- **The problem**
Swap "curved stem" for "bent stem" in the listing, beginning at the line that has "of the curved" and stopping after the line that has "Target: curved stem". Return only those lines, with everything else left unchanged.

- **Excerpted records**
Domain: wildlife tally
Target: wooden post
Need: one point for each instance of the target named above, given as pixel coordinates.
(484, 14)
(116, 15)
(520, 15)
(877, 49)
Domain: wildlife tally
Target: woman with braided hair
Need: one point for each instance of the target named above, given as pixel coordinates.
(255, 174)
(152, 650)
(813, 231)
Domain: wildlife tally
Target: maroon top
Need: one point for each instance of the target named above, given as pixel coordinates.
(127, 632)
---
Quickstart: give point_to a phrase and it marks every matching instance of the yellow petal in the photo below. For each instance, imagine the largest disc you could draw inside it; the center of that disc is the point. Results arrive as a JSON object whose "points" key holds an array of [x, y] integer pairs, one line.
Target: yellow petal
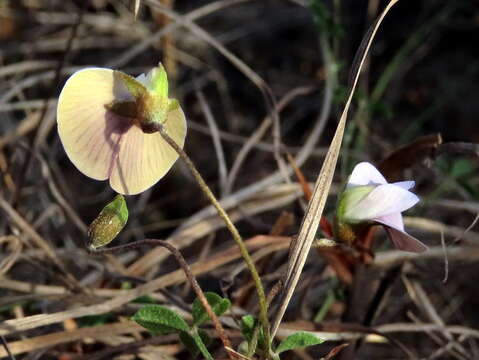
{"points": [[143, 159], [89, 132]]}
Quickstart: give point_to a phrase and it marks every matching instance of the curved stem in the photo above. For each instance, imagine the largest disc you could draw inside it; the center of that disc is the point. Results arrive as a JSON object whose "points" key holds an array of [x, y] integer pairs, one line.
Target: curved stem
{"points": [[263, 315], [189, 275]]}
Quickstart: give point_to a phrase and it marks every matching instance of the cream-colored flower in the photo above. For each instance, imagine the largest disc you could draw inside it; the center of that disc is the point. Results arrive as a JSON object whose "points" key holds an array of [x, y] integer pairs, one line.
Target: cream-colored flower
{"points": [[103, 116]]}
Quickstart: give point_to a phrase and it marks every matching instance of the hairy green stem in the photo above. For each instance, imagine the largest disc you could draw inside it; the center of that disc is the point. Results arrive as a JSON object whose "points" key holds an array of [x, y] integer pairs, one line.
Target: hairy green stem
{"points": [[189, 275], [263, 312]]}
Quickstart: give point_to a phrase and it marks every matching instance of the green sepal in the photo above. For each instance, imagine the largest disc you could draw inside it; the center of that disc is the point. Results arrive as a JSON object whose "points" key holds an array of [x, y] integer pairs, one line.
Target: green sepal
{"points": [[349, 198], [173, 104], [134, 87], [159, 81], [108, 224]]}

- **Right answer**
Quickstart: give point_to a phrase and it marks every matching instance of the bent stem in the photo above. For each instance, imagine the largest disc you could draw inside it; the center of that disc is the point. Results arrive as a JSON object whose "points" key holds an array of [x, y] integer pairs, one line.
Target: bent stem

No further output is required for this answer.